Categories: UNSUCCESSFUL BRONCHOSCOPY FOR FOREIGN BODIES
Sources: A Manual Of Peroral Endoscopy And Laryngeal Surgery
Bronchoscopy should be done in all cases of chronic
pulmonary abscess and bronchiectasis even though radiographic study
reveals no shadow of foreign body. The patient by assuming a posture
with the head lowered is urged to expel spontaneously all the pus
possible, before the bronchoscopy. The aspirating bronchoscope (Fig.
2, E) is often useful in cases where large amounts of secretion may be
anticipated. Granulations may require removal with forceps and
sponging. Disturbed granulations result in bleeding which further
hampers the operation; therefore, they should not be touched until
ready to apply the forceps, unless it is impossible to study the
presentation without disturbing them. For this reason secretions
hiding a foreign body should be removed with the aspirating tube (Fig.

▶ **Source data**:

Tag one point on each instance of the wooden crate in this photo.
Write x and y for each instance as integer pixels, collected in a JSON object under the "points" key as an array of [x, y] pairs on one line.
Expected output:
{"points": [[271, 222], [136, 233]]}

▶ **Apply what you read**:
[1] Decide whether each statement below agrees with the text on bronchoscopy, and support each yes or no with the text's own deciding words. (a) Bronchoscopy is called for in chronic pulmonary abscess only when radiographic study shows the shadow of a foreign body. (b) Before the bronchoscopy, the patient lowers the head and tries to expel as much pus as possible. (c) Disturbing granulations produces bleeding that makes the operation harder.
[2] According to the text on bronchoscopy, which instrument is often useful when large amounts of secretion are expected?

▶ **Set of answers**:
[1]
(a) No: "even though radiographic study reveals no shadow of foreign body."
(b) Yes: "The patient by assuming a posture with the head lowered is urged to expel spontaneously all the pus possible, before the bronchoscopy."
(c) Yes: "Disturbed granulations result in bleeding which further hampers the operation."

[2] The aspirating bronchoscope.